### Given problem
Format everything from the line containing "Note: pick out each instance of the closed" down to the end of the material as a Markdown table with the columns Row and Line, leaving out blank lines.

(Data listing)
● ● ● ● ● ● ●
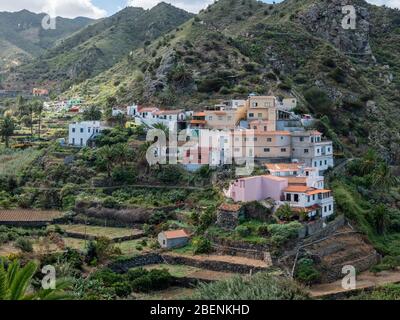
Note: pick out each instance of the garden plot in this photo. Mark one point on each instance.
(92, 232)
(183, 271)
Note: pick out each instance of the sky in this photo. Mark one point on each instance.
(102, 8)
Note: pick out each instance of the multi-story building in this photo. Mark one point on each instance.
(262, 108)
(301, 198)
(150, 116)
(309, 147)
(221, 117)
(81, 132)
(315, 202)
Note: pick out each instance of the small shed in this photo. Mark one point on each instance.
(173, 239)
(228, 216)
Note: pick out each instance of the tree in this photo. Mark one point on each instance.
(92, 114)
(38, 110)
(7, 127)
(31, 108)
(15, 281)
(261, 286)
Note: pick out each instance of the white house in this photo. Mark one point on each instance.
(287, 104)
(152, 115)
(315, 202)
(117, 111)
(81, 132)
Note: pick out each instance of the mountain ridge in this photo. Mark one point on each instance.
(291, 48)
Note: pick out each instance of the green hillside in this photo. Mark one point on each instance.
(296, 47)
(23, 38)
(99, 46)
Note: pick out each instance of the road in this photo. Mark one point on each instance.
(366, 280)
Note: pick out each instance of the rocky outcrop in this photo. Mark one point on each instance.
(325, 19)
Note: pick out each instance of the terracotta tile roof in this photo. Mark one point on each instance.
(176, 234)
(148, 109)
(297, 180)
(283, 166)
(230, 207)
(318, 191)
(198, 121)
(28, 215)
(275, 178)
(306, 209)
(167, 112)
(300, 189)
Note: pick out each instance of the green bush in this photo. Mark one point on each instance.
(201, 245)
(24, 244)
(306, 272)
(281, 233)
(243, 231)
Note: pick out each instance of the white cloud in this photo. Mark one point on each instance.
(196, 5)
(189, 5)
(63, 8)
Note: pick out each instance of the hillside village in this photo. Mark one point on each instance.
(144, 197)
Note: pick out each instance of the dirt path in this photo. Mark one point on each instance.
(228, 259)
(365, 280)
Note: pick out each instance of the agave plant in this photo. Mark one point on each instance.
(16, 280)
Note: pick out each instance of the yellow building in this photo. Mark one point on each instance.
(262, 108)
(221, 118)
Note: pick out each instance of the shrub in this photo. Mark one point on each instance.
(24, 244)
(280, 234)
(243, 231)
(201, 245)
(306, 272)
(261, 286)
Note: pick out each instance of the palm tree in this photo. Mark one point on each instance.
(32, 107)
(15, 282)
(39, 109)
(7, 128)
(383, 178)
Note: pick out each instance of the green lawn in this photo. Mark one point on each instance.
(96, 231)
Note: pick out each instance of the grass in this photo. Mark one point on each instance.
(12, 162)
(178, 271)
(96, 231)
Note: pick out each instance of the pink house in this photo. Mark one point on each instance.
(257, 188)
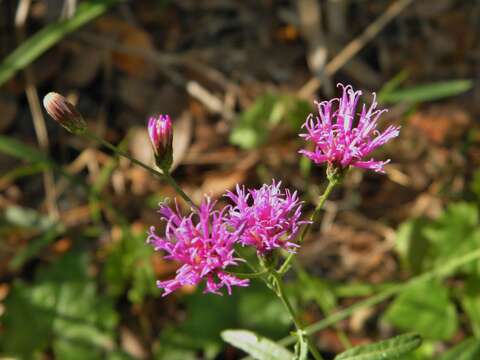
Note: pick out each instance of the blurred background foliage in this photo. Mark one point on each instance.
(76, 278)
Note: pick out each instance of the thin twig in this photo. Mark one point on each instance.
(355, 46)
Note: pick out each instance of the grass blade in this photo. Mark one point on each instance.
(36, 45)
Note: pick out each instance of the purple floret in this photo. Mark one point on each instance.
(340, 140)
(270, 217)
(202, 244)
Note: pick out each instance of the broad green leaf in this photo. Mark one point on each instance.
(424, 308)
(32, 221)
(389, 349)
(27, 326)
(425, 243)
(258, 347)
(252, 125)
(62, 310)
(427, 92)
(35, 46)
(470, 300)
(467, 350)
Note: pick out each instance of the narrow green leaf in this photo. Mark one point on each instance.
(258, 347)
(388, 349)
(35, 46)
(427, 92)
(424, 308)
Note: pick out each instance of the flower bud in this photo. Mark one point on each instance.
(161, 135)
(63, 112)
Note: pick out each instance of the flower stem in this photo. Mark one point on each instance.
(321, 201)
(164, 175)
(279, 290)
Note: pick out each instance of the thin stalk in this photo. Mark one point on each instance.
(280, 291)
(164, 175)
(321, 201)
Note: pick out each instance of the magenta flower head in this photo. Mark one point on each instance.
(63, 112)
(270, 217)
(161, 135)
(202, 244)
(341, 138)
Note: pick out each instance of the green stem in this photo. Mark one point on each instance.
(280, 291)
(383, 295)
(252, 275)
(321, 201)
(164, 175)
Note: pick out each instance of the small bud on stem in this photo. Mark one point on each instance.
(63, 112)
(161, 135)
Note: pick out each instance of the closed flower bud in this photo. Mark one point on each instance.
(63, 112)
(161, 135)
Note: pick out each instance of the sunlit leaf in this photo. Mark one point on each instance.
(424, 308)
(427, 92)
(258, 347)
(35, 46)
(389, 349)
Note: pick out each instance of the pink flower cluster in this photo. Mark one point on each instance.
(266, 218)
(203, 245)
(271, 217)
(341, 140)
(203, 242)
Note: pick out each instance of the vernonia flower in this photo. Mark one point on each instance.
(270, 216)
(342, 141)
(64, 112)
(202, 243)
(161, 136)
● ● ● ● ● ● ●
### Worked answer
| Row | Line |
|---|---|
| 1 | Note: pick out each instance of the closed flower bud in this photo. Mark one point on each instance. |
| 2 | (63, 112) |
| 3 | (161, 135) |
| 4 | Note: pick out each instance of the sunlit leaf in this photo. Mark one point on each instance. |
| 5 | (424, 308) |
| 6 | (427, 92) |
| 7 | (258, 347) |
| 8 | (35, 46) |
| 9 | (389, 349) |
| 10 | Note: pick out each instance of the pink flower cluster in this photo. Mark one point on each instance. |
| 11 | (266, 218) |
| 12 | (203, 245) |
| 13 | (271, 217) |
| 14 | (341, 140) |
| 15 | (203, 242) |
| 16 | Note: pick out each instance of the vernonia flower in this photo. Mark one point on each instance. |
| 17 | (270, 216) |
| 18 | (342, 141) |
| 19 | (64, 112) |
| 20 | (202, 243) |
| 21 | (161, 136) |